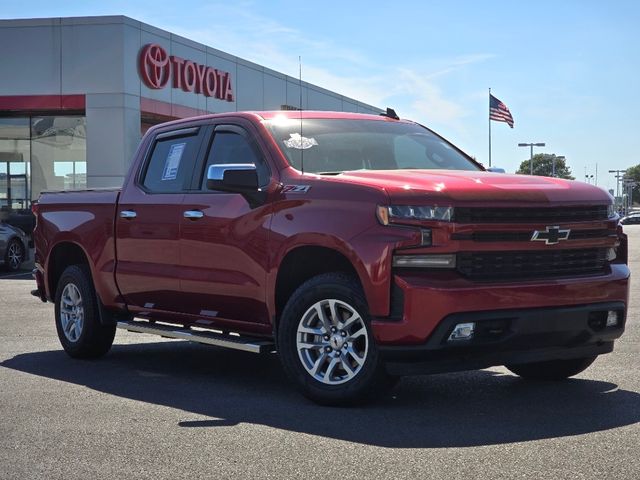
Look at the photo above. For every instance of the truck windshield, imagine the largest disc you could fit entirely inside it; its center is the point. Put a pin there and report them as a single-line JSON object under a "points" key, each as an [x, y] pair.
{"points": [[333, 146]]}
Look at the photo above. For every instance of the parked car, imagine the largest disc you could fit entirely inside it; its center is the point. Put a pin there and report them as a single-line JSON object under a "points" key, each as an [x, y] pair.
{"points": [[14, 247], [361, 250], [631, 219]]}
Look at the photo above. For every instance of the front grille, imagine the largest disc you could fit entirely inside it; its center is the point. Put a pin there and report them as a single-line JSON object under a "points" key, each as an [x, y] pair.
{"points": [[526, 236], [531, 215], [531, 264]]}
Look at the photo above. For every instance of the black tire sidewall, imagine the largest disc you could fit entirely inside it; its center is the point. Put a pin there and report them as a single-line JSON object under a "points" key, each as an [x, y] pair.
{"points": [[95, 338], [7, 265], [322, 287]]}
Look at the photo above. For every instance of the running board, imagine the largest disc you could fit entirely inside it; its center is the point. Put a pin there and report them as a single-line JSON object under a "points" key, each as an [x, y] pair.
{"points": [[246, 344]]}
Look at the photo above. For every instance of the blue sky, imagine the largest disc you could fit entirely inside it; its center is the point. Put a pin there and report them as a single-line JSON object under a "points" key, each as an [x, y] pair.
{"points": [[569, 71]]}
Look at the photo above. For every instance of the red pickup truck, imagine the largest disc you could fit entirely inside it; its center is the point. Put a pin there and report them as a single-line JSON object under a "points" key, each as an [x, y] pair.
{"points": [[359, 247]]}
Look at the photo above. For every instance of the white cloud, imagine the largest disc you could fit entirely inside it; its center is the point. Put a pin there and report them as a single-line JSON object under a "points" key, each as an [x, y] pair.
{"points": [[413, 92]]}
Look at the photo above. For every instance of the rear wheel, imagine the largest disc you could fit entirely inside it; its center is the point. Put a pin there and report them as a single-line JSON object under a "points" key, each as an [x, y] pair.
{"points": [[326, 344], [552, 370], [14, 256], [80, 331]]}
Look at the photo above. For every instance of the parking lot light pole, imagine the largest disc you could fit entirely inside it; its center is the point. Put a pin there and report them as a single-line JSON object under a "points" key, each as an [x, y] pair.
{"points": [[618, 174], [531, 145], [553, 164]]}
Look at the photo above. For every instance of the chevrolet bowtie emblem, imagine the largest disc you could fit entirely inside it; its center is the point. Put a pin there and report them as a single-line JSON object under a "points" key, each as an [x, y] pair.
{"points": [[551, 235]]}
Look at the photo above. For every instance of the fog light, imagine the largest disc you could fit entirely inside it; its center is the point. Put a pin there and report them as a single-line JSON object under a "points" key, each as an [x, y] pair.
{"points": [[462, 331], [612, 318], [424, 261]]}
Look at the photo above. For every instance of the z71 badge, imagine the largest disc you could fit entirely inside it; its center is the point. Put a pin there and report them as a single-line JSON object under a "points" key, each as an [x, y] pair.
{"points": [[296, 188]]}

What is required: Copy each line of the records precisely and drop any images they hold.

Problem solution:
Look at the photo above. For every instance of the truck windshield, imagine the largest disc you could fit entirely inside it; its center is the point. Put a pin there and report them as a single-line JSON object under a "points" key, each as an [x, y] pair.
{"points": [[333, 146]]}
Look at the photo above. For every instance of the parked car, imagine the largest disc you could fit entirely inside it; its center is the point. Put a pin there and report them as a single-line JSON object under a "points" key, each as an [x, y] pair.
{"points": [[14, 247], [361, 250], [631, 219]]}
Look at the photo above. For every instance of the front grille, imagine the largest disc you could fit entirely inside it; its center is the point. Put a pin there and report them as a single-line JSON object under a "points" key, each as an [x, y] pair.
{"points": [[526, 236], [531, 215], [531, 264]]}
Look at the photo above. For every instance of the black tire sidewall, imagine the largest disc you could fit entirely inside it; its center is the point. Put a pin there and report them as a single-line JSON object under a "points" key, each as an [x, y] pair.
{"points": [[95, 338], [7, 265], [322, 287]]}
Look at the photo above. For every instance of the running board, imagine the largest disc you could fit entirely inside it; its center is the point. Put a pin there and report them as a single-line JSON object under a "points" key, each as an [x, y] pair.
{"points": [[246, 344]]}
Look at the photo above. For every instance of the blue sky, imagine the largest disc you could fit entirely inside it; its center is the point. Put a pin there and report them as a single-line JSON object under a "points" key, each as an [x, y] pair.
{"points": [[569, 71]]}
Look at the photo above. For every instance of the red pickup truck, imagine the largest disc you could fit entirely inside it; its center is the point. Put a pin there and report them as a single-line JSON object under a "points" key, each as an [x, y] pair.
{"points": [[359, 247]]}
Look at the photo above. For every instance of the white cloud, imagine the largest disc you could fit entirely inside it; its center is the point. Put a pin there and report them as a single-line JSON object under a "points" key, each as an [x, y] pair.
{"points": [[413, 92]]}
Look at the photo above. For every instance of the rear wheel, imagine the largest disc you could fit entirely inside it; its center is the point. Put a pin there and report them as a single-line JSON object under a "points" key, each as an [x, y] pair.
{"points": [[326, 344], [552, 370], [14, 256], [80, 331]]}
Look at the photo above. For every instance of the parking lot light pole, imagine the largest disc you could fit entirely inside it; its center is the point. Put a pin there and report them as a single-line JSON object under a "points" key, each as an [x, y] pair.
{"points": [[618, 174], [531, 145], [553, 164]]}
Look at the photo above. For every instance of the chevrolet bowtie emblem, imagine the largest disc you could fit entirely inside it; its center is the point. Put a pin there and report them as a single-line JSON object under a "points" key, each as an [x, y] pair.
{"points": [[551, 235]]}
Look at the photo above. For every instance of the fog light, imagine the largest disc you could fit entirely inside it; its center is the point. Put a pin there and report them as a single-line JSON object under a "points" key, each as an [x, y] pair.
{"points": [[462, 331], [612, 318], [424, 261]]}
Look at the photo above. For every instance of the z71 badge, imagine the largest disc you could fit entirely inside it; its center is the point. Put a pin there and report them as a single-line JSON object under a "points" key, each as an [x, y] pair.
{"points": [[296, 188]]}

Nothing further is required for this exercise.